— Entries shown —
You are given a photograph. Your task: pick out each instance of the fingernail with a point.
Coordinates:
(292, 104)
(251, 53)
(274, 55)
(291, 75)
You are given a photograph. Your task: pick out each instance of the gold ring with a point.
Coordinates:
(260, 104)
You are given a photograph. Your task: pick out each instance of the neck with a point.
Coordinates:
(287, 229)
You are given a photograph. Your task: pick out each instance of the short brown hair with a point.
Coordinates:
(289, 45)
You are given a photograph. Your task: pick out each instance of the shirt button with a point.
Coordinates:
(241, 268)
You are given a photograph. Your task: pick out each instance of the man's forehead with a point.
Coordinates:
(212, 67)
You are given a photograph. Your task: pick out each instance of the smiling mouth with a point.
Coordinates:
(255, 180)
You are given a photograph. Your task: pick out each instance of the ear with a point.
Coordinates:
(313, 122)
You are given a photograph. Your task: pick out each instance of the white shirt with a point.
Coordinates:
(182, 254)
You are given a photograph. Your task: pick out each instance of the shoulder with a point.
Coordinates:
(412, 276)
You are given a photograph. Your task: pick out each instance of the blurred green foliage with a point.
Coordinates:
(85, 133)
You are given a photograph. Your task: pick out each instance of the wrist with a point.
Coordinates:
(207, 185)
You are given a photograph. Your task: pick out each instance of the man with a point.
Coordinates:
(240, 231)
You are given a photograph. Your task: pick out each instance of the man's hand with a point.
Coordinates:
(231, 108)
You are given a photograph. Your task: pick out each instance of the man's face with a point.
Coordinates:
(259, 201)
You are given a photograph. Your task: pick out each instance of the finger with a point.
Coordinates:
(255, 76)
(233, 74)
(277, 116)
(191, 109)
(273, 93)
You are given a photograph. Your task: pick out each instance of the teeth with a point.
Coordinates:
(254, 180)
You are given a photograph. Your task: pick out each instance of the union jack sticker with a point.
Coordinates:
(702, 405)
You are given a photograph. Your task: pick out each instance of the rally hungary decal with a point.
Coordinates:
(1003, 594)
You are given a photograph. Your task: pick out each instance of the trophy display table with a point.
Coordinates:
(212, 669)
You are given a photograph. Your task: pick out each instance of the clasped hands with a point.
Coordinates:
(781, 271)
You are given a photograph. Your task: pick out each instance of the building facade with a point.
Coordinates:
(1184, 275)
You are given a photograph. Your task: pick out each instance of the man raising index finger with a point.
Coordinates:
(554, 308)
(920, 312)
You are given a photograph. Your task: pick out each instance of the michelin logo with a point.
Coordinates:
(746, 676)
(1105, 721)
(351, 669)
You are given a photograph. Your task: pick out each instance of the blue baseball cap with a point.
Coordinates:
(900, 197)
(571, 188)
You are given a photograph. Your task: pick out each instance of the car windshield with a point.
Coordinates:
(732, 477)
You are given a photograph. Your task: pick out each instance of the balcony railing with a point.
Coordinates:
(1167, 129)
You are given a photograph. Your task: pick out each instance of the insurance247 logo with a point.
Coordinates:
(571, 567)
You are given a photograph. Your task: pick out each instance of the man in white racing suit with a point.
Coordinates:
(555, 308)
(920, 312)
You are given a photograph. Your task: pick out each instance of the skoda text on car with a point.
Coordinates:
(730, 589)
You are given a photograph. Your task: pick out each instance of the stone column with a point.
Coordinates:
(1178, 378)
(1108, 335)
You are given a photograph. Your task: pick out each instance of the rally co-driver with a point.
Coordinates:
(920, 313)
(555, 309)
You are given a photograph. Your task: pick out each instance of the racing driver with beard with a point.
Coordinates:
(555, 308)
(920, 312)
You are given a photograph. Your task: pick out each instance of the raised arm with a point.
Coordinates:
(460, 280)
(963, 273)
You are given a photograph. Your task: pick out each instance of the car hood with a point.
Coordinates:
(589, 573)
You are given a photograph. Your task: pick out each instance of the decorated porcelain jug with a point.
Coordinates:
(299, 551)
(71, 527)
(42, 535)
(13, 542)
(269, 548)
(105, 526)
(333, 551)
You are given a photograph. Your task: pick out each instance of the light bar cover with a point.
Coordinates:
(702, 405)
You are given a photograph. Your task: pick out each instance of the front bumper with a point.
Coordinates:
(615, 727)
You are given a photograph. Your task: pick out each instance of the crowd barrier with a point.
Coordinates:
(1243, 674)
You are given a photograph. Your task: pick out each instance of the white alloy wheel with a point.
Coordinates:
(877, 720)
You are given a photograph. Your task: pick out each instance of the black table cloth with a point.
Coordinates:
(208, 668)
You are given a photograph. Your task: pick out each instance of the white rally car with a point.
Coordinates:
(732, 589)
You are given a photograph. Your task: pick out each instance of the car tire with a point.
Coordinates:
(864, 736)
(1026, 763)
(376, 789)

— What to produce —
Output all of the material exactly as written.

— Solution to this task —
You are given a photograph. Your task: pick out each instance of the fingernail with a point.
Coordinates:
(292, 104)
(251, 53)
(274, 55)
(291, 75)
You are given a photograph. Your task: pick out each instance of the gold ring with a point.
Coordinates:
(260, 104)
You are given a photograph. Your task: pick out each instance of the neck with a point.
Coordinates:
(287, 229)
You are given a photograph. Your task: pick out each instance of the short brown hair with a point.
Coordinates:
(289, 45)
You are given a photograph. Your task: pick out each instance of the shirt button with a point.
Coordinates:
(241, 268)
You are given a photograph. Your task: pick out each instance of the man's forehead with a point.
Coordinates:
(212, 67)
You are given a photograph. Your task: pick out each instance of the smiling mouth with a point.
Coordinates:
(255, 180)
You are given a photograph. Your task: pick out each instance of the ear with a point.
Coordinates:
(313, 122)
You are given a photograph. Your task: pick out each instance of the white shirt with a point.
Coordinates:
(182, 254)
You are given a photograph. Your task: pick out each instance of the shoulder with a point.
Coordinates:
(412, 276)
You are given a photograph. Your task: pick out each instance of the blurred green foliage with a point.
Coordinates:
(85, 133)
You are given a photograph. Your task: pick out each instance of the wrist with a point.
Coordinates:
(207, 185)
You are given a photograph. Your task: pick out each instance of the man with a point.
Coordinates:
(240, 231)
You are given a photograph. Your task: pick out each instance of the man's hand with a point.
Coordinates:
(231, 108)
You are given a photograph. Your task: pick out each instance of the man's face with a point.
Coordinates:
(259, 201)
You are given a photograph. Your task: pick out each instance of the finger with a point.
Coordinates:
(255, 76)
(233, 74)
(277, 116)
(191, 109)
(273, 93)
You are given a photograph. Your task: pick out each instance of the teeth with a point.
Coordinates:
(254, 180)
You are given a photograph. Your task: pick out each instance of the union jack sticker with a point.
Coordinates:
(702, 405)
You are given a photograph. Your task: pick out each instance of the rally hungary decal with a point.
Coordinates:
(1003, 594)
You are given a photograph. Your task: pick out each instance of the trophy display table with a point.
Coordinates:
(212, 669)
You are given a photograph. Your task: pick out each instance of the clasped hands with a point.
Coordinates:
(781, 271)
You are given a photograph. Your task: pick out each instance of the building facade with a point.
Coordinates:
(1184, 275)
You are given a photograph. Your task: pick out each instance of the man raising index finger with a point.
Coordinates:
(554, 308)
(920, 312)
You are given a photograph. Your task: pick out each instance of the michelin logo with a point.
Coordinates:
(746, 676)
(1105, 721)
(351, 669)
You are given a photograph. Your task: pick out each instance of the blue baseball cap with a point.
Coordinates:
(900, 197)
(571, 188)
You are given a photograph. Your task: pick out each instance of the car windshield with a point.
Coordinates:
(732, 477)
You are given a photograph. Your task: pick out each instance of the balcony railing with a point.
Coordinates:
(1167, 129)
You are given a photograph. Your task: pick out each instance of the insurance247 logo with a point.
Coordinates:
(571, 567)
You are given a photograph. Your task: pick out each instance of the man in white racing suit with a point.
Coordinates:
(555, 308)
(920, 312)
You are given a photograph. Your task: pick out each instance of the skoda text on car with a point.
Coordinates:
(730, 589)
You are given a photograph. Your task: pick out each instance of the stone column with a point.
Coordinates:
(1178, 378)
(1108, 335)
You are given a photograph. Your task: pick out each instance of the rally co-driver with a point.
Coordinates:
(920, 313)
(555, 309)
You are given a photograph. Your task: pick out each instance of the racing driver with beard with a point.
Coordinates:
(555, 308)
(920, 312)
You are given a photograph. Your task: pick out each instance of the raised arm with a point.
Coordinates:
(460, 280)
(963, 273)
You are given a photograph. Your task: pick out each instance of the car hood with a point.
Coordinates:
(589, 573)
You are given a photograph. Your task: pick out each instance of the decorated porcelain jug with a point.
Coordinates:
(299, 551)
(71, 527)
(42, 535)
(13, 542)
(269, 548)
(105, 526)
(333, 551)
You are given a photograph. Your task: pick out each instance of the light bar cover with a point.
Coordinates:
(702, 405)
You are given a photograph. Your task: pick out each instance of the front bumper with a point.
Coordinates:
(615, 727)
You are given a photograph. Your task: pick out each instance of the crowd barrier with a point.
Coordinates:
(1243, 674)
You are given a photograph. Your task: pick out each instance of the white alloy wheel with a point.
Coordinates:
(877, 720)
You are given a photograph. Your task: pick out each instance of the black table cloth with a point.
Coordinates:
(208, 668)
You are given a photograph. Your task: pick out each instance of the white rally car with a point.
Coordinates:
(732, 589)
You are given a photograph. Your task: pick out each instance of the car tire with a point.
Coordinates:
(864, 736)
(1026, 763)
(376, 789)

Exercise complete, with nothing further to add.